__WRITTEN TASK__. Every line from the one that contains "trace the outline" to the last line of the listing below should be quoted verbatim. Pictures are excluded.

__MATERIAL FOR THIS TASK__.
────────────────────────────────────────

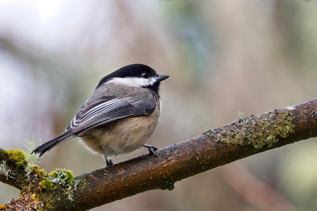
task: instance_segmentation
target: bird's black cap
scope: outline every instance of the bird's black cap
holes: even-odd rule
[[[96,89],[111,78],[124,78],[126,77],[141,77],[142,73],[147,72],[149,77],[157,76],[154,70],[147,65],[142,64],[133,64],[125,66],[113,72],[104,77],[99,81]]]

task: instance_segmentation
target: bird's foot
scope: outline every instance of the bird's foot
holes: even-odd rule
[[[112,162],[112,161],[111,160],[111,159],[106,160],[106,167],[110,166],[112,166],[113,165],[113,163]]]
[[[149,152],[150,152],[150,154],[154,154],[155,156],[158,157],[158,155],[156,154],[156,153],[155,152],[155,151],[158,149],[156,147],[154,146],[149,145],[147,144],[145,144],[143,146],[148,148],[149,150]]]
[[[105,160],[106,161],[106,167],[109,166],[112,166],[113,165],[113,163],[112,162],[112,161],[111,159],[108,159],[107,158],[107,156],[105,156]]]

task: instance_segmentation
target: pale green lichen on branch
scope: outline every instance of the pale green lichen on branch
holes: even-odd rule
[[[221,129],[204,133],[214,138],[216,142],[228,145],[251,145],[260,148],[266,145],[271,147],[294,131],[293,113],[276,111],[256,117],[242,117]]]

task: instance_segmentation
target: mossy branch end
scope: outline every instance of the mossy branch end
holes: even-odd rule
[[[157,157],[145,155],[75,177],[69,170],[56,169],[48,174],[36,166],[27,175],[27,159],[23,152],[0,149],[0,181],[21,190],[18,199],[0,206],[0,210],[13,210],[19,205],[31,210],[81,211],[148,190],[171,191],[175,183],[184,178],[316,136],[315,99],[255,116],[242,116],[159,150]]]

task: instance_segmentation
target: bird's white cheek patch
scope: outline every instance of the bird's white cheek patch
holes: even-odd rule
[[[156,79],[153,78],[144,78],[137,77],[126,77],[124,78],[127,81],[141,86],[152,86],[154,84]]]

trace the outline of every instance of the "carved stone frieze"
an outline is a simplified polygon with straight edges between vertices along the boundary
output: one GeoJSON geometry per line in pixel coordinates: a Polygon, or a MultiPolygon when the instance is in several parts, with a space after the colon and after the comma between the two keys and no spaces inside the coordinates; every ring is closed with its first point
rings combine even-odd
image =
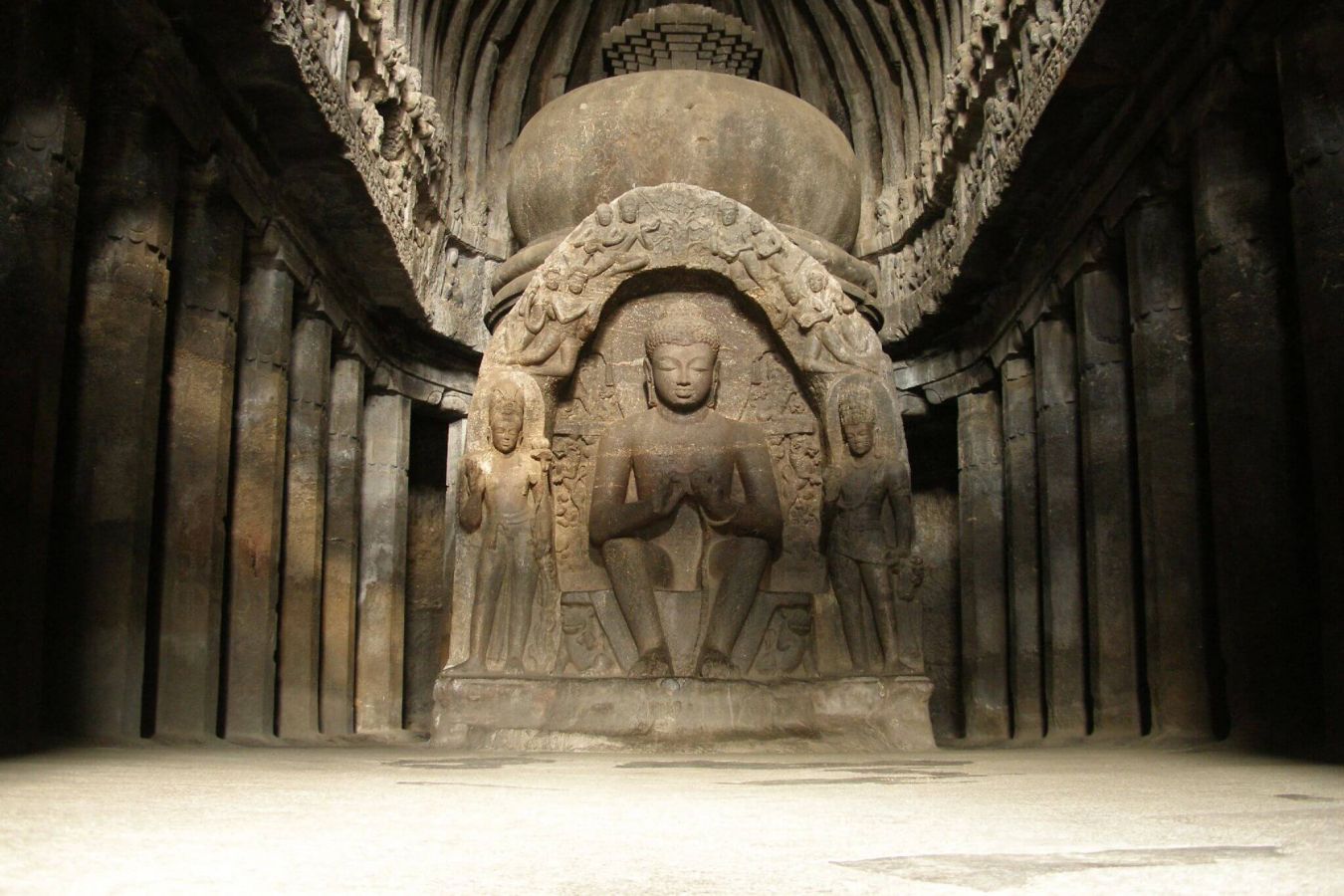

────────────────────────────────────────

__WRITTEN ANSWER__.
trace the outline of every instance of the "carved stone frieze"
an outline is a simplified polygon with straight edges between vertices along the boundary
output: one GeoJSON geometry per line in pixel coordinates: a Polygon, or a MultiPolygon when the instance is in several parts, with a space after the colon and after the comma between the two keys and no spaces inside the coordinates; every ring is closed with its first point
rings combine even-odd
image =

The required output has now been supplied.